(Information Opens)

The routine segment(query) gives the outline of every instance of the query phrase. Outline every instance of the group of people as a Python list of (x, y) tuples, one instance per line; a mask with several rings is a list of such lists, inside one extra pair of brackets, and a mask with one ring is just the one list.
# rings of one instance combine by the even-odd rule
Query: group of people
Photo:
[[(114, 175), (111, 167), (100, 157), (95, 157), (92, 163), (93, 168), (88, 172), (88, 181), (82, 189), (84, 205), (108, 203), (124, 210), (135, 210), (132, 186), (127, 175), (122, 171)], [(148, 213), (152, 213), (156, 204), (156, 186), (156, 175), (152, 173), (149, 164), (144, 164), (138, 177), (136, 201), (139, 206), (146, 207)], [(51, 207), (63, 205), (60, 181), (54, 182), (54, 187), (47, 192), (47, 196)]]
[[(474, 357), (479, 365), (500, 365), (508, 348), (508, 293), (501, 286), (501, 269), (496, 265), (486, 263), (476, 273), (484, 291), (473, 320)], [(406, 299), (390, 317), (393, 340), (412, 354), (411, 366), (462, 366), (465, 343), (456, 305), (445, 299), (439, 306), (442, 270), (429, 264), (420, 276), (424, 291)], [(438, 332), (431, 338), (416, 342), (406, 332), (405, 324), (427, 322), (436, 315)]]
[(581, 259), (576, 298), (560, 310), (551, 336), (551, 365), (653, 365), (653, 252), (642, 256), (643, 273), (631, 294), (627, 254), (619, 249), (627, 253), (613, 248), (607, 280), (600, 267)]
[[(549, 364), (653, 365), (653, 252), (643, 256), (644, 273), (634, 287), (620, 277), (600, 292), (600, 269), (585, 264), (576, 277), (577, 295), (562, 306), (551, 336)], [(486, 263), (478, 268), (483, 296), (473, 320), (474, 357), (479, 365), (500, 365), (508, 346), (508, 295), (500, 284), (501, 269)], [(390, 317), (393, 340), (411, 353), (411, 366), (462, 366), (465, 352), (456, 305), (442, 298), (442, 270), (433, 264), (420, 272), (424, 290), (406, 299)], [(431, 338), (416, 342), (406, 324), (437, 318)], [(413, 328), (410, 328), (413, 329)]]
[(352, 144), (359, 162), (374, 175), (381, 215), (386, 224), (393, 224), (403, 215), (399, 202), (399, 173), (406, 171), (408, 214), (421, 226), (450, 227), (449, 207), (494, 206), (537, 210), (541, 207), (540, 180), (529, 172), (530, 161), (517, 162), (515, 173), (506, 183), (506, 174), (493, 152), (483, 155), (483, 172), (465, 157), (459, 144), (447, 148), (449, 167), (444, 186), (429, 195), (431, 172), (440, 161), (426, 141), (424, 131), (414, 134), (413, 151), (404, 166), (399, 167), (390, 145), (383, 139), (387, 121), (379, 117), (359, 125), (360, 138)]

(Information Closes)

### Task requirements
Restate the data word for word.

### Result below
The routine segment(query) gives the outline of every instance of the query phrase. Outline every instance of the group of people as a Python list of (x, y) tuples, one instance per line; a mask with several rings is a list of such lists, inside one extra pair of brackets, and a mask with one ring is just the one list.
# rings of one instance combine by the even-odd rule
Query: group of people
Photo:
[[(114, 175), (111, 167), (100, 157), (95, 157), (92, 163), (93, 168), (88, 172), (88, 181), (82, 189), (84, 205), (108, 203), (124, 210), (135, 210), (132, 186), (127, 175), (122, 171)], [(148, 213), (152, 213), (156, 204), (156, 186), (156, 175), (152, 173), (149, 164), (144, 164), (138, 177), (136, 201), (139, 206), (146, 207)], [(51, 207), (63, 205), (60, 181), (54, 182), (54, 187), (47, 192), (47, 196)]]
[[(474, 357), (479, 365), (500, 365), (508, 348), (508, 293), (501, 286), (501, 269), (496, 265), (486, 263), (476, 273), (484, 291), (473, 320)], [(406, 299), (390, 317), (393, 340), (412, 354), (411, 366), (462, 366), (465, 343), (456, 305), (445, 299), (439, 306), (442, 270), (429, 264), (420, 276), (424, 291)], [(438, 332), (431, 338), (416, 342), (406, 332), (405, 324), (427, 322), (436, 315)]]
[(581, 259), (576, 298), (560, 310), (551, 336), (551, 365), (653, 365), (653, 252), (642, 256), (643, 273), (631, 294), (627, 254), (619, 249), (627, 253), (613, 248), (607, 280), (600, 267)]
[[(549, 364), (653, 365), (653, 252), (643, 256), (644, 273), (634, 287), (620, 277), (600, 292), (600, 269), (585, 264), (576, 277), (577, 295), (562, 306), (551, 336)], [(486, 263), (478, 268), (483, 296), (473, 320), (474, 357), (479, 365), (500, 365), (508, 346), (508, 295), (500, 284), (501, 269)], [(390, 317), (393, 340), (411, 353), (411, 366), (462, 366), (465, 352), (456, 305), (442, 298), (442, 270), (433, 264), (420, 272), (424, 290), (406, 299)], [(431, 338), (416, 342), (406, 324), (437, 318)], [(413, 328), (410, 328), (413, 329)]]
[(352, 144), (359, 162), (374, 175), (381, 215), (386, 224), (393, 224), (403, 215), (399, 202), (399, 173), (406, 171), (408, 214), (421, 226), (450, 227), (449, 207), (494, 206), (537, 210), (541, 207), (540, 180), (529, 172), (530, 161), (517, 162), (515, 173), (506, 183), (506, 174), (493, 152), (483, 155), (483, 172), (465, 157), (459, 144), (447, 148), (449, 167), (444, 186), (429, 195), (431, 172), (440, 161), (426, 141), (424, 131), (414, 134), (413, 151), (404, 166), (399, 167), (390, 145), (383, 139), (387, 121), (379, 117), (359, 125), (360, 138)]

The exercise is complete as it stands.